[SOURCE MATERIAL]

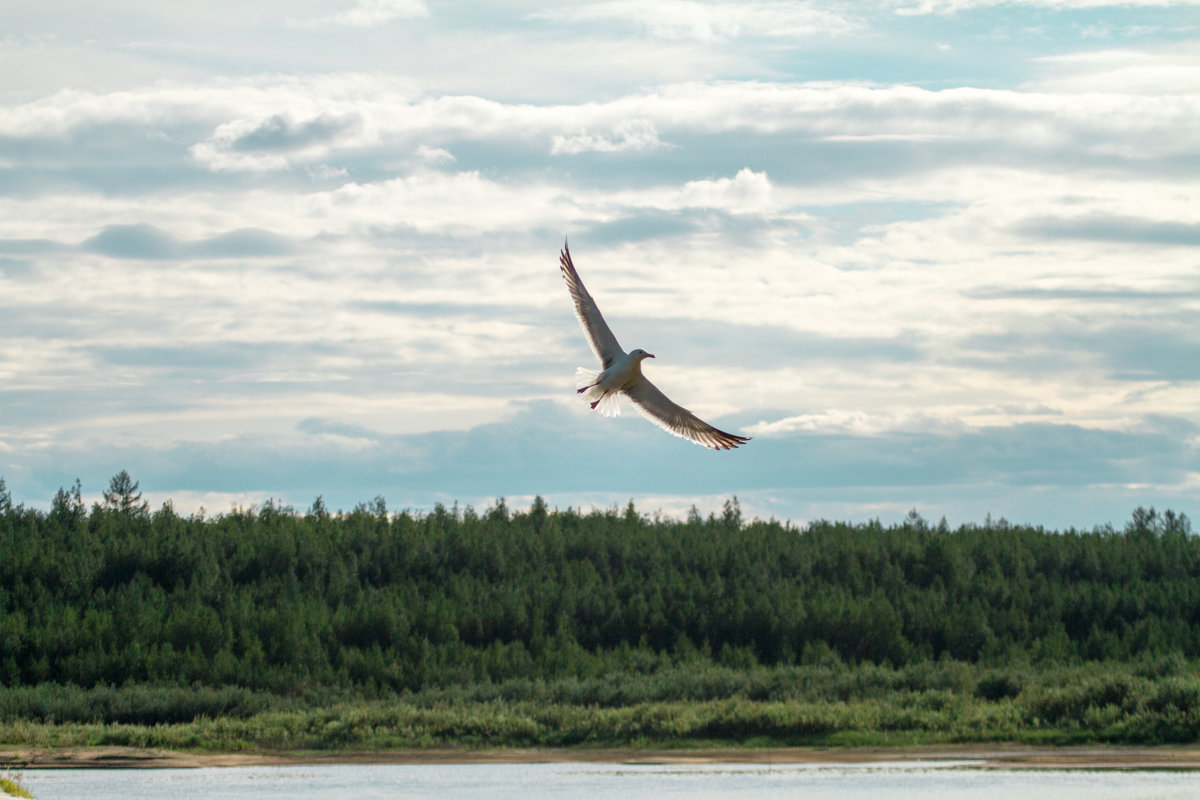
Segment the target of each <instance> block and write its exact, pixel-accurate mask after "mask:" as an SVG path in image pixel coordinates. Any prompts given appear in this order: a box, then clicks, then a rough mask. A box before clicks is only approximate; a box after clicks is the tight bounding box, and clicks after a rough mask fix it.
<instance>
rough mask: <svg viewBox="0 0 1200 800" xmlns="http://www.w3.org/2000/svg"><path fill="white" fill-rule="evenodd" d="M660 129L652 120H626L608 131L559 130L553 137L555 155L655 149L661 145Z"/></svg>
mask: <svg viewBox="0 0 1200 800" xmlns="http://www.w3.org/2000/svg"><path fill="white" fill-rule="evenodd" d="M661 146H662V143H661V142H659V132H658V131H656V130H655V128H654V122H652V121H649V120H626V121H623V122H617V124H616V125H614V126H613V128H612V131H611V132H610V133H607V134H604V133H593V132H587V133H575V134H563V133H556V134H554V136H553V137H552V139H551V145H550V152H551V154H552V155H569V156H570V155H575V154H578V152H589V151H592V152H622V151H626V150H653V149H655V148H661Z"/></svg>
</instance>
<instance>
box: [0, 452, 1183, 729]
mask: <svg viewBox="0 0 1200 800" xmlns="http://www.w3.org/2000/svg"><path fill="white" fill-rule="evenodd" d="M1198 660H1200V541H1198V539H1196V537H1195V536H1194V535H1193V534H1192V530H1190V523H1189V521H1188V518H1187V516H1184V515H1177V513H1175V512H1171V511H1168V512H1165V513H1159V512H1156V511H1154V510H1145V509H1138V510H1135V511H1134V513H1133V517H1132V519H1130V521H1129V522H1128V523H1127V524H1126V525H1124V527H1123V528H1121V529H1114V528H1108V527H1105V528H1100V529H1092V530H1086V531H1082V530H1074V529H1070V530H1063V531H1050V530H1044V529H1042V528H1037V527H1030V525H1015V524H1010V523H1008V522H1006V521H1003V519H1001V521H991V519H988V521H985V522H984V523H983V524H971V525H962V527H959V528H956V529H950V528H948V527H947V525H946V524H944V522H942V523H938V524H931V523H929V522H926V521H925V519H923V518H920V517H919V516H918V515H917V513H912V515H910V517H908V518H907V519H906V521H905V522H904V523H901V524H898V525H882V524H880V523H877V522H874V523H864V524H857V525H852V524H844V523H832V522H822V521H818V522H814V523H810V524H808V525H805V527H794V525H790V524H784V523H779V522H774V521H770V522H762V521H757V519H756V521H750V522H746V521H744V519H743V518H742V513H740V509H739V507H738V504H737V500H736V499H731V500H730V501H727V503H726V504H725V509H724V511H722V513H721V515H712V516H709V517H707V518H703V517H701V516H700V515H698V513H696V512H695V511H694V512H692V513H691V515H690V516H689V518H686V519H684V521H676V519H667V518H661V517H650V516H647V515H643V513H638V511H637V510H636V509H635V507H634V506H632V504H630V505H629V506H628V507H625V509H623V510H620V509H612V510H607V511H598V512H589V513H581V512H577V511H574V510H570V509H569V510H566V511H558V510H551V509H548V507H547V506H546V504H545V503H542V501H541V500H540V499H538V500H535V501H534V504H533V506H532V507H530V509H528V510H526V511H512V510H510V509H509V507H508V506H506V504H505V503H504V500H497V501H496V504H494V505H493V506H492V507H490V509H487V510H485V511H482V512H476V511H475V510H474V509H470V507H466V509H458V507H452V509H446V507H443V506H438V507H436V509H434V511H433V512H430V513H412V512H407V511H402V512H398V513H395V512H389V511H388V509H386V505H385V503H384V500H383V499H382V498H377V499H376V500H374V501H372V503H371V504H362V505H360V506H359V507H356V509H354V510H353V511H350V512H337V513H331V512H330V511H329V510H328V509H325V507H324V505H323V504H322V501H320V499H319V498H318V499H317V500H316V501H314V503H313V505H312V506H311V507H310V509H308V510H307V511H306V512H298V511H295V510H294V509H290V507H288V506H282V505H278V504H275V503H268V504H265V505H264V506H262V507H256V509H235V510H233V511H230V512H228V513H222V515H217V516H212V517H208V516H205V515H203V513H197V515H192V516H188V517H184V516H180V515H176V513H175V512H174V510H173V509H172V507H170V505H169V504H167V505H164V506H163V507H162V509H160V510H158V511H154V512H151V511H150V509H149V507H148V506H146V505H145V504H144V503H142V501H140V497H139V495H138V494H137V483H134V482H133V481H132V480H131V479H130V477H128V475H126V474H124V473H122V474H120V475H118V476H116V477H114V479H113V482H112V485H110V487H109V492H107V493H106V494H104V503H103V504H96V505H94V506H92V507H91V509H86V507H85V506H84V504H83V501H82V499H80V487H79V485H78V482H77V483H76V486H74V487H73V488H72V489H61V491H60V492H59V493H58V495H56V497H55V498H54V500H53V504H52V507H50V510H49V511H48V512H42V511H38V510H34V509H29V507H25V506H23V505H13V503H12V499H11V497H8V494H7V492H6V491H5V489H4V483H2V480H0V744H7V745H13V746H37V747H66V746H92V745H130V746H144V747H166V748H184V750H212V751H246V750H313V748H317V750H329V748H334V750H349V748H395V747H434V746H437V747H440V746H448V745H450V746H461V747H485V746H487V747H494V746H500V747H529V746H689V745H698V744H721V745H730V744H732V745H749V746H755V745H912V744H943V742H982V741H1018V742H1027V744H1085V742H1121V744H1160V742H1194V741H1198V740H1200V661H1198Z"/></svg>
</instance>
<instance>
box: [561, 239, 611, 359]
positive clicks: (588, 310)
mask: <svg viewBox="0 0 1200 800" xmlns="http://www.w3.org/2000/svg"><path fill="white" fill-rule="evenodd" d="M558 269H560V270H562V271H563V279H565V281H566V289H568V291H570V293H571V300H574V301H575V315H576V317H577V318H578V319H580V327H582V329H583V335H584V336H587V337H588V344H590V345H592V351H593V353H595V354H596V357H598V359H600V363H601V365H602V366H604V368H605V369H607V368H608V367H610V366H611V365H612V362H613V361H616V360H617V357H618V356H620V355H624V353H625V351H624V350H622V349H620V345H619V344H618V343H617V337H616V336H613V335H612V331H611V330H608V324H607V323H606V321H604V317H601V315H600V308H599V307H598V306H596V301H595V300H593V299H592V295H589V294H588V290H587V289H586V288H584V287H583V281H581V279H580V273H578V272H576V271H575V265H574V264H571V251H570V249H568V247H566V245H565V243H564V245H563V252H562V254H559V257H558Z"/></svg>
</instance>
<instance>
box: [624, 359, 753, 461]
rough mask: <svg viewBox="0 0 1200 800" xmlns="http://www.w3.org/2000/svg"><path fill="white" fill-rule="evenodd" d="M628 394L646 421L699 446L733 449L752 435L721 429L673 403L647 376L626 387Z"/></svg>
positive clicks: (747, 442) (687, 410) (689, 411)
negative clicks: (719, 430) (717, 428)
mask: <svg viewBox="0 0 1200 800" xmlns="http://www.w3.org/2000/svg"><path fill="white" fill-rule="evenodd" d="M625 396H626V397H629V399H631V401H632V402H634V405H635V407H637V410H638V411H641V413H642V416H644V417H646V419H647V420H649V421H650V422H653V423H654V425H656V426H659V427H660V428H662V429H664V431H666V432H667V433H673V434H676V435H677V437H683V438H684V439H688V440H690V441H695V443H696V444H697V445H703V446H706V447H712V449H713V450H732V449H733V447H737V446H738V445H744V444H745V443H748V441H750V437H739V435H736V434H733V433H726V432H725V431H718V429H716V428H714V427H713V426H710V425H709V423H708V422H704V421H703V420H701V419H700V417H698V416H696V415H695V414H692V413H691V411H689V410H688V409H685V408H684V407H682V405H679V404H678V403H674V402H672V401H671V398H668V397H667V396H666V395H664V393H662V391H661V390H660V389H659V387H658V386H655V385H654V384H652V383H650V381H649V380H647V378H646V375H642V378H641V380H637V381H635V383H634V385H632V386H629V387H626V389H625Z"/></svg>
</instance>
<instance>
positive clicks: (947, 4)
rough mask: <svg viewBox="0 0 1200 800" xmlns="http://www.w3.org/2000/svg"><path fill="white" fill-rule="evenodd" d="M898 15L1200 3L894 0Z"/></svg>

[TASK DESCRIPTION] Take the line containing "positive clicks: (747, 442)" and every line after it up to the last line of the listing, and output them exactly, with nothing else.

[TASK OUTPUT]
positive clicks: (747, 442) (687, 410) (689, 411)
negative clicks: (719, 430) (717, 428)
mask: <svg viewBox="0 0 1200 800" xmlns="http://www.w3.org/2000/svg"><path fill="white" fill-rule="evenodd" d="M625 396H626V397H629V399H631V401H632V402H634V405H635V407H637V410H638V411H641V413H642V416H644V417H646V419H647V420H649V421H650V422H653V423H654V425H656V426H659V427H660V428H662V429H664V431H666V432H667V433H673V434H676V435H677V437H683V438H684V439H688V440H690V441H695V443H696V444H697V445H703V446H706V447H712V449H713V450H732V449H733V447H737V446H738V445H744V444H745V443H748V441H750V437H739V435H736V434H733V433H726V432H725V431H718V429H716V428H714V427H713V426H710V425H709V423H708V422H704V421H703V420H701V419H700V417H698V416H696V415H695V414H692V413H691V411H689V410H688V409H685V408H684V407H682V405H679V404H678V403H674V402H672V401H671V398H668V397H667V396H666V395H664V393H662V391H661V390H660V389H659V387H658V386H655V385H654V384H652V383H650V381H649V380H647V378H646V375H642V378H641V380H637V381H635V383H634V385H632V386H629V387H626V389H625Z"/></svg>
</instance>
<instance>
positive clicks: (947, 4)
rough mask: <svg viewBox="0 0 1200 800" xmlns="http://www.w3.org/2000/svg"><path fill="white" fill-rule="evenodd" d="M898 15L1200 3L894 0Z"/></svg>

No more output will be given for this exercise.